--- begin Material ---

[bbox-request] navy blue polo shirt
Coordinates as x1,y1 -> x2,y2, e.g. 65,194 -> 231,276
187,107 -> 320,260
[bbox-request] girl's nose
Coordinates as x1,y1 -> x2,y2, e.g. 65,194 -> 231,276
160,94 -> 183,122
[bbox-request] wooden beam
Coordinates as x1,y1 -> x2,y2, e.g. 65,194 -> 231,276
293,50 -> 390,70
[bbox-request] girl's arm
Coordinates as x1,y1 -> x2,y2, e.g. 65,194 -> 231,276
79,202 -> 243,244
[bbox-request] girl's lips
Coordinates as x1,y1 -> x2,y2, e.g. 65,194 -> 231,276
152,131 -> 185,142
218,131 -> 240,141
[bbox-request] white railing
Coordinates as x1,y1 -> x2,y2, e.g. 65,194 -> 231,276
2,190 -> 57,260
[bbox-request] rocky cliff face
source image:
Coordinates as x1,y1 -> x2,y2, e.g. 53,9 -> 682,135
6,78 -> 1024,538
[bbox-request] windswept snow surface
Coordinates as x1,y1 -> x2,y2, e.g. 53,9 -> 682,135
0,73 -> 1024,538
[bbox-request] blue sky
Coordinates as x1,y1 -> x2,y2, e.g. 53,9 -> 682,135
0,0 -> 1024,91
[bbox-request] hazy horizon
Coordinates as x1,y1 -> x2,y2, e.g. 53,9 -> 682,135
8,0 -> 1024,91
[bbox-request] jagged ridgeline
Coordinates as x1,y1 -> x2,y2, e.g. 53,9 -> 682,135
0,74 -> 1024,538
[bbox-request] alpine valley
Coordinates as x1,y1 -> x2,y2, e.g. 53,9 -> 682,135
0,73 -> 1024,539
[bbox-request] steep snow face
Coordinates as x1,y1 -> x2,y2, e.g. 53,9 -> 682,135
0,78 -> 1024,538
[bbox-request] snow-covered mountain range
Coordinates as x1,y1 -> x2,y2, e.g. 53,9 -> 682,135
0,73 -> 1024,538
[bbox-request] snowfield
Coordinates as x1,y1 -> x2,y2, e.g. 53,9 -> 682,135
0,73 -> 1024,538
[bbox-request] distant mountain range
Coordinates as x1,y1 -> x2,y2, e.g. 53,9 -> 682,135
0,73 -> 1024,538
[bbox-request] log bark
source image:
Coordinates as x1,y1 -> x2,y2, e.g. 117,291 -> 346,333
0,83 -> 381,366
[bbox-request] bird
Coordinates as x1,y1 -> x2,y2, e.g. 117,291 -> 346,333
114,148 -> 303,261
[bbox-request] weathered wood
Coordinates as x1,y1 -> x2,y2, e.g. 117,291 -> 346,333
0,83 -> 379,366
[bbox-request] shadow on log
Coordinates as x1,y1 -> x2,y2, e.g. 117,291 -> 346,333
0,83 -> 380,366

--- end Material ---

*What you have to do*:
Reproduce, without alteration, the stretch of the records from their start through the line containing "0,0 -> 1024,91", with both ends included.

*Exercise answer*:
[bbox-request] navy blue polo shirt
Coordinates as x1,y1 -> x2,y2, e.g. 65,194 -> 231,276
187,107 -> 320,260
[bbox-request] girl's nose
Coordinates as x1,y1 -> x2,y2, e.g. 65,194 -> 231,276
160,94 -> 183,122
[bbox-request] wooden beam
Coordinates as x1,y1 -> x2,y2, e.g. 65,194 -> 231,276
293,50 -> 390,70
[bbox-request] girl's arm
Coordinates as x1,y1 -> x2,y2, e.g. 65,194 -> 231,276
79,202 -> 243,244
[bbox-request] girl's lips
Coordinates as x1,y1 -> x2,y2, e.g. 65,194 -> 231,276
152,131 -> 185,142
218,131 -> 240,141
[bbox-request] white railing
Coordinates as x1,y1 -> x2,y2, e.g. 65,194 -> 231,276
2,190 -> 57,260
[bbox-request] rocky cliff face
source image:
Coordinates as x1,y1 -> x2,y2, e.g. 53,9 -> 682,135
6,78 -> 1024,538
[bbox-request] windswept snow surface
Coordinates as x1,y1 -> x2,y2, e.g. 53,9 -> 682,135
0,73 -> 1024,538
[bbox-request] blue sky
Coordinates as x1,y1 -> x2,y2, e.g. 53,9 -> 682,135
0,0 -> 1024,91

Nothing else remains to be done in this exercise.